- **TEXT EXCERPT**:
Begin

File size: 4,353 Bytes

d53caf4

---
language:
- multilingual
- en
- zh
- fr
- de
- es
- ja
- ko
- pt
- it
- ru
- ar
- hi
- tr
- pl
- nl
- sv
- da
- fi
- no
- cs
- ro
- hu
tags:
- text-to-speech
- executorch
- on-device
- android
- voice-cloning
- chatterbox
license: apache-2.0
---

# Chatterbox Multilingual TTS — ExecuTorch Models

Pre-exported `.pte` model files for running [Resemble AI's Chatterbox Multilingual TTS](https://github.com/resemble-ai/chatterbox) fully on-device using [ExecuTorch](https://pytorch.org/executorch/).

End

- **TASK GOAL**:
In the Chatterbox model page, what file extension do the pre-exported model files use?

- **MATERIAL SUPPLIED**:
Begin

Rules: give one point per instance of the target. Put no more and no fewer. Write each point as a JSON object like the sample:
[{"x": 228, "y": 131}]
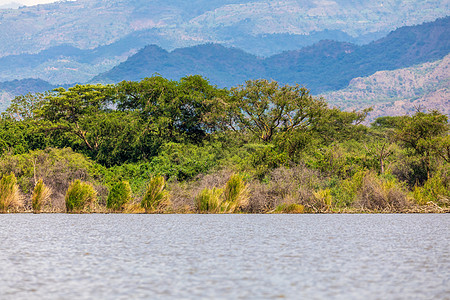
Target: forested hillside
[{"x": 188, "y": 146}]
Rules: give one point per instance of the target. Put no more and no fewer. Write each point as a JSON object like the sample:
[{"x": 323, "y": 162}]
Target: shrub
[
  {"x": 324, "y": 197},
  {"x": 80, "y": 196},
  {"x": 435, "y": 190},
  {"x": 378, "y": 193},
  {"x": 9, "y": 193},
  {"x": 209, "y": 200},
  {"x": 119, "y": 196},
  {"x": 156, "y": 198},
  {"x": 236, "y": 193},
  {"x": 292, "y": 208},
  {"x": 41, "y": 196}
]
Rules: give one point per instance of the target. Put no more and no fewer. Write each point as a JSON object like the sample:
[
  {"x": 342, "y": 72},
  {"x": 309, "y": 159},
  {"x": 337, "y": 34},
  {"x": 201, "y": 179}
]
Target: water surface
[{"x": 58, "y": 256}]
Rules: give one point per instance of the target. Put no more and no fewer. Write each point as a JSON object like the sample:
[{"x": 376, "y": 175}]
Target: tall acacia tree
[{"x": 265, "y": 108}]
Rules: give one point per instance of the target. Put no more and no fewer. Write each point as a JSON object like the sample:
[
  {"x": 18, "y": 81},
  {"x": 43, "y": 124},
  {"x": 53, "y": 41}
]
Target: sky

End
Begin

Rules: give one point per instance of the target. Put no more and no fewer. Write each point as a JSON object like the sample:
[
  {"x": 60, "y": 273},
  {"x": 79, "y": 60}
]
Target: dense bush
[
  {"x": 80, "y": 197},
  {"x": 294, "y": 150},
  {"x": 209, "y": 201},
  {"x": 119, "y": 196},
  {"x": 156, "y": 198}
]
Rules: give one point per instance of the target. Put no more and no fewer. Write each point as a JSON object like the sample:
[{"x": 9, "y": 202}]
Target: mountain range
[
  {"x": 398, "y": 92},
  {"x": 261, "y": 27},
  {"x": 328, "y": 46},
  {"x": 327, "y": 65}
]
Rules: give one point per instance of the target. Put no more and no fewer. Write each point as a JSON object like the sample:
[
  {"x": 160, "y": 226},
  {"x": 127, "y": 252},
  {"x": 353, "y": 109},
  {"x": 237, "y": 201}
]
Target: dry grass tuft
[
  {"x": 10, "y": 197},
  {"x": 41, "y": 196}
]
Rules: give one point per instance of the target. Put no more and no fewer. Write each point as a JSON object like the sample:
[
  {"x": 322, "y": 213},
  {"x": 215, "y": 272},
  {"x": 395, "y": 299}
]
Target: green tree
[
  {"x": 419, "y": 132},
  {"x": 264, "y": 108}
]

End
Begin

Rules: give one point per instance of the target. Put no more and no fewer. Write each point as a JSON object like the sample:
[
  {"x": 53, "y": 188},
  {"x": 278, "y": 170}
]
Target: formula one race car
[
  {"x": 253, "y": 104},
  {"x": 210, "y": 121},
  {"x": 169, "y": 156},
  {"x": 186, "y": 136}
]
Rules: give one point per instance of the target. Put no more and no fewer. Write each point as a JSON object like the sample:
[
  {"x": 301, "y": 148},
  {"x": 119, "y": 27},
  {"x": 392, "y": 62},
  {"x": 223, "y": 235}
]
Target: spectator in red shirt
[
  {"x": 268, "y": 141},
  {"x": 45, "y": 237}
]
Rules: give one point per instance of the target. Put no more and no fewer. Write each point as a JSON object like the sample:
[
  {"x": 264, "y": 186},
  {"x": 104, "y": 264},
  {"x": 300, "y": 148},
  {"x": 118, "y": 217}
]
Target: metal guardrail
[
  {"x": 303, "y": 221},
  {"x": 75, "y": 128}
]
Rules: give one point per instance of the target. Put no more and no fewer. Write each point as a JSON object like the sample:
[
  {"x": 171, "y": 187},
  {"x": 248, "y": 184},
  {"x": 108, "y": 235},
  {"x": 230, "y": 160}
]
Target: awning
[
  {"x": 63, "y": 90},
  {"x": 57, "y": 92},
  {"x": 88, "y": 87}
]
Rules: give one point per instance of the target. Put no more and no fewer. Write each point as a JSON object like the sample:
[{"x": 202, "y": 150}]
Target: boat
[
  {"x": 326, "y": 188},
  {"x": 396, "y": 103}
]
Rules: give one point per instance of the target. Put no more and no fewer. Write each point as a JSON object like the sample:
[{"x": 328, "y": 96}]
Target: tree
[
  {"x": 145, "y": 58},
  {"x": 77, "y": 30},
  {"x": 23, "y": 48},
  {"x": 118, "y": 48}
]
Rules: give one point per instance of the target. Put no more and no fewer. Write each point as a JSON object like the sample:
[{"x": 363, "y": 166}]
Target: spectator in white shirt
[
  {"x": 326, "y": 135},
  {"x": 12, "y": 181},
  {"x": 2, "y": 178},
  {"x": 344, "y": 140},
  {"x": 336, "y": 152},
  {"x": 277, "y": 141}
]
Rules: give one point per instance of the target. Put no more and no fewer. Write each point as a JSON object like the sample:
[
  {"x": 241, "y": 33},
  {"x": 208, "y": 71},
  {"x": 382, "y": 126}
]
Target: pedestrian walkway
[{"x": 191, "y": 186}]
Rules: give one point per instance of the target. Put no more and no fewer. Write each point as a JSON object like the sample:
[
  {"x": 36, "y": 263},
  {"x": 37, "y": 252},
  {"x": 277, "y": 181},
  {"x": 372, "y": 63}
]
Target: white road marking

End

- **SOLVED PROBLEM**:
`.pte`